[EXTRACTED INFORMATION Boundary: Start]

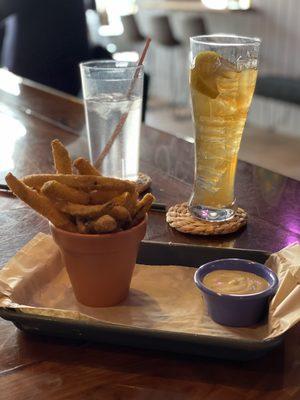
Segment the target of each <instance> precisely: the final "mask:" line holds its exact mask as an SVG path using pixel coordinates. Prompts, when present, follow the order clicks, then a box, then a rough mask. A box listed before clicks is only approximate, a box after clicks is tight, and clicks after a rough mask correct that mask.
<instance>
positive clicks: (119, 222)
mask: <svg viewBox="0 0 300 400" xmlns="http://www.w3.org/2000/svg"><path fill="white" fill-rule="evenodd" d="M107 214H108V215H110V216H111V217H113V218H114V219H115V220H116V221H117V224H118V226H119V227H120V228H123V227H125V226H129V225H130V224H131V222H132V220H131V215H130V212H129V211H128V210H127V208H125V207H123V206H115V207H113V208H112V209H111V210H110V211H108V212H107Z"/></svg>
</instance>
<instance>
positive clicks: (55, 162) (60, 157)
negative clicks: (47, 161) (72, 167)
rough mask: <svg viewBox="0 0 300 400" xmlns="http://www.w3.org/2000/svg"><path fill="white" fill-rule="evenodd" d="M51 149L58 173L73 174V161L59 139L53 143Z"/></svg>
mask: <svg viewBox="0 0 300 400" xmlns="http://www.w3.org/2000/svg"><path fill="white" fill-rule="evenodd" d="M51 147H52V156H53V161H54V166H55V169H56V173H57V174H72V160H71V157H70V155H69V152H68V150H67V149H66V148H65V146H64V145H63V144H62V143H61V142H60V141H59V140H58V139H55V140H53V141H52V143H51Z"/></svg>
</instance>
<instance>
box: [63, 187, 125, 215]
mask: <svg viewBox="0 0 300 400" xmlns="http://www.w3.org/2000/svg"><path fill="white" fill-rule="evenodd" d="M128 196H130V194H129V193H128V192H125V193H123V194H121V195H120V196H118V197H115V198H114V199H112V200H111V201H108V202H107V203H105V204H95V205H82V204H76V203H72V202H58V203H57V204H56V206H57V207H58V208H59V209H60V210H61V211H62V212H64V213H66V214H70V215H73V216H76V217H82V218H98V217H101V216H102V215H105V214H107V213H108V212H109V211H110V210H111V209H112V208H113V207H115V206H123V205H125V204H126V201H127V198H128Z"/></svg>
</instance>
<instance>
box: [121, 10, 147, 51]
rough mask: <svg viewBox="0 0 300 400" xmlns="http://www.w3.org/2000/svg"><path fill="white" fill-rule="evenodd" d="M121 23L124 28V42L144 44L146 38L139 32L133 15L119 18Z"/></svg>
mask: <svg viewBox="0 0 300 400" xmlns="http://www.w3.org/2000/svg"><path fill="white" fill-rule="evenodd" d="M121 21H122V24H123V28H124V33H123V37H124V41H125V42H128V43H133V44H136V43H141V42H145V40H146V38H145V37H144V36H143V35H142V34H141V31H140V29H139V27H138V24H137V22H136V19H135V16H134V15H133V14H129V15H123V16H121Z"/></svg>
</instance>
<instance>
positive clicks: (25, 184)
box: [22, 174, 136, 193]
mask: <svg viewBox="0 0 300 400" xmlns="http://www.w3.org/2000/svg"><path fill="white" fill-rule="evenodd" d="M22 181H23V182H24V183H25V185H27V186H30V187H32V188H33V189H36V190H40V189H41V187H42V186H43V184H44V183H46V182H48V181H57V182H59V183H63V184H64V185H67V186H71V187H73V188H76V189H82V190H95V189H99V190H100V189H101V190H102V189H103V190H117V191H118V192H120V193H122V192H130V193H132V192H134V191H135V190H136V185H135V183H134V182H130V181H123V180H121V179H116V178H107V177H104V176H95V175H67V174H34V175H27V176H25V177H24V178H23V179H22Z"/></svg>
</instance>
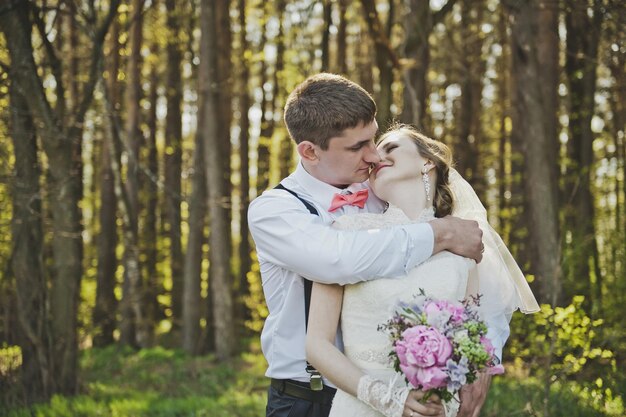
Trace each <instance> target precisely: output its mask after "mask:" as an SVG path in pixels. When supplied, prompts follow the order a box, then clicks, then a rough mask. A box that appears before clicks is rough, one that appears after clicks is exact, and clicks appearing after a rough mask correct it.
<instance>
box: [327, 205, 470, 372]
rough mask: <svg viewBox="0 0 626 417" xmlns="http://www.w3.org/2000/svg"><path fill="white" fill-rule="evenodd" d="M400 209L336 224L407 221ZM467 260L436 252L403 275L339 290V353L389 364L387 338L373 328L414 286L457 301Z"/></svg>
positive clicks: (433, 216) (400, 223) (345, 216)
mask: <svg viewBox="0 0 626 417" xmlns="http://www.w3.org/2000/svg"><path fill="white" fill-rule="evenodd" d="M432 218H434V214H433V212H432V210H425V211H424V212H422V214H421V215H420V216H419V218H418V220H416V221H428V220H430V219H432ZM410 222H411V220H410V219H409V218H408V217H406V215H405V214H404V212H402V210H400V209H398V208H397V207H394V206H391V207H389V209H388V210H387V211H386V212H385V213H383V214H372V213H368V214H358V215H352V216H344V217H341V218H340V219H338V220H337V223H338V224H337V227H340V228H342V229H347V230H361V229H368V228H384V227H390V226H393V225H398V224H406V223H410ZM473 265H474V262H473V261H472V260H469V259H467V258H463V257H461V256H458V255H455V254H453V253H451V252H446V251H444V252H440V253H438V254H436V255H434V256H432V257H430V258H429V259H428V260H427V261H425V262H424V263H422V264H421V265H419V266H417V267H415V268H413V269H412V270H411V271H409V273H408V274H407V275H406V276H403V277H396V278H380V279H375V280H372V281H367V282H362V283H359V284H353V285H347V286H346V287H345V289H344V295H343V306H342V309H341V330H342V335H343V343H344V351H345V354H346V356H347V357H348V358H350V359H351V360H352V361H353V362H354V363H355V364H357V365H358V366H359V367H360V368H363V369H380V368H389V366H390V363H389V359H388V354H389V352H390V351H391V343H390V341H389V336H388V335H387V334H386V333H384V332H382V331H379V330H378V329H377V328H378V326H379V325H380V324H383V323H385V322H387V320H389V319H390V318H391V316H392V315H393V313H394V310H395V308H396V307H397V305H398V304H399V303H400V302H408V301H411V299H412V298H413V296H415V295H417V294H419V292H420V289H423V290H424V291H425V293H426V294H427V295H429V296H431V297H433V298H438V299H446V300H455V301H459V300H462V299H463V298H464V296H465V292H466V288H467V279H468V275H469V270H470V268H471V267H472V266H473Z"/></svg>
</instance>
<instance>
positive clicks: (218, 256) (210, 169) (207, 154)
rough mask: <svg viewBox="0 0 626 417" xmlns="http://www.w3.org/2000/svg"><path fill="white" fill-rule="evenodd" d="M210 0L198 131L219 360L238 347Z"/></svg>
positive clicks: (220, 103)
mask: <svg viewBox="0 0 626 417" xmlns="http://www.w3.org/2000/svg"><path fill="white" fill-rule="evenodd" d="M211 3H212V2H211V1H210V0H202V2H201V32H202V35H201V40H200V51H201V52H200V66H201V68H200V81H199V88H198V91H199V100H200V106H199V108H200V112H199V114H198V131H199V132H201V133H200V134H201V135H202V136H203V141H202V145H203V154H204V161H205V172H206V179H207V184H206V185H207V188H208V190H207V194H208V208H209V217H210V229H211V235H210V240H209V246H210V262H211V266H212V269H211V270H212V274H211V276H210V277H209V279H210V280H211V284H212V285H211V294H210V296H211V298H212V301H213V311H214V325H215V334H216V338H215V350H216V356H217V358H218V359H219V360H224V359H227V358H229V357H230V356H231V355H232V354H233V352H234V348H235V341H234V337H233V336H234V334H233V311H232V296H231V288H230V279H229V278H230V240H227V239H225V237H226V236H228V227H229V224H228V221H227V219H228V213H227V210H226V204H225V202H226V201H227V200H228V198H227V194H226V190H224V177H223V173H224V165H225V163H228V161H223V159H222V158H221V157H220V156H221V155H220V154H221V152H220V151H219V150H220V140H219V138H218V133H219V130H218V128H217V121H218V120H219V111H218V106H219V105H221V104H222V103H220V102H219V101H218V98H219V96H218V95H217V91H216V76H217V74H218V68H217V65H218V62H217V56H216V55H217V48H218V43H217V34H216V33H215V28H216V26H217V25H216V24H215V23H216V17H217V16H216V15H215V10H214V8H213V5H212V4H211Z"/></svg>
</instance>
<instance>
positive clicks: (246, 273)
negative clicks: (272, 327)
mask: <svg viewBox="0 0 626 417" xmlns="http://www.w3.org/2000/svg"><path fill="white" fill-rule="evenodd" d="M239 27H240V28H241V30H240V32H239V47H240V48H241V52H240V59H241V72H240V79H239V88H240V90H241V91H240V95H239V107H240V109H241V110H240V112H241V119H240V120H239V126H240V127H241V134H240V136H239V157H240V161H241V162H240V164H239V165H240V168H239V172H240V174H239V176H240V178H241V179H240V183H239V195H240V196H241V202H240V211H239V219H240V234H241V242H240V243H239V285H238V294H237V310H238V312H239V313H238V317H239V318H240V319H241V320H242V322H243V321H244V320H246V319H248V318H249V314H248V309H247V308H246V304H245V298H246V297H247V296H248V295H249V294H250V291H249V288H248V278H247V277H248V273H249V272H250V270H251V269H252V259H251V258H250V252H251V248H250V229H249V227H248V205H249V204H250V159H249V158H250V156H249V152H250V151H249V143H248V142H249V141H250V134H249V130H250V119H249V117H248V112H249V110H250V105H251V100H250V93H249V91H248V80H249V78H250V70H249V68H250V66H249V60H248V59H247V58H246V54H247V51H248V41H247V40H246V34H247V31H246V0H239ZM288 139H289V138H288ZM241 324H243V323H241ZM242 327H243V326H242Z"/></svg>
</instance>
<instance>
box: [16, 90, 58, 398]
mask: <svg viewBox="0 0 626 417" xmlns="http://www.w3.org/2000/svg"><path fill="white" fill-rule="evenodd" d="M10 100H11V108H12V111H11V115H12V120H11V138H12V140H13V150H14V154H15V178H14V186H13V196H12V197H13V218H12V219H11V226H12V241H13V256H12V262H11V266H12V268H13V274H14V275H15V281H16V295H17V299H18V302H17V315H18V323H19V339H20V347H21V349H22V367H21V372H22V381H23V383H24V390H23V392H24V393H25V394H26V395H27V398H26V399H27V401H28V403H34V402H37V401H45V400H47V399H48V398H50V395H51V393H52V391H53V384H54V381H53V375H52V369H51V363H50V358H49V355H50V349H51V346H50V340H49V321H48V316H47V312H46V305H47V304H48V302H47V298H48V291H47V284H46V277H45V272H44V265H43V264H44V262H43V258H42V254H43V227H42V222H41V189H40V185H39V181H40V176H41V172H40V168H39V161H38V157H37V152H38V150H37V137H36V135H35V125H34V123H33V119H32V117H31V115H30V111H29V109H28V106H27V105H26V102H25V100H24V97H22V96H21V94H20V93H19V92H18V91H17V88H16V86H15V85H13V84H11V85H10Z"/></svg>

[EXTRACTED INFORMATION Boundary: End]

Reproduce the items word for word, from their start through the line containing "positive clicks: (119, 222)" (both ends included), and omit the pictures.

Segment the target of each <instance> precisely: the final "mask:" line holds its exact mask as an SVG path using pixel coordinates. Prompts, when present, follow the order clicks, then a box, then a rough mask. A box listed before clicks is only approximate, a box after clicks is tight, and clicks after a rough mask correct that mask.
<instance>
positive clicks: (119, 222)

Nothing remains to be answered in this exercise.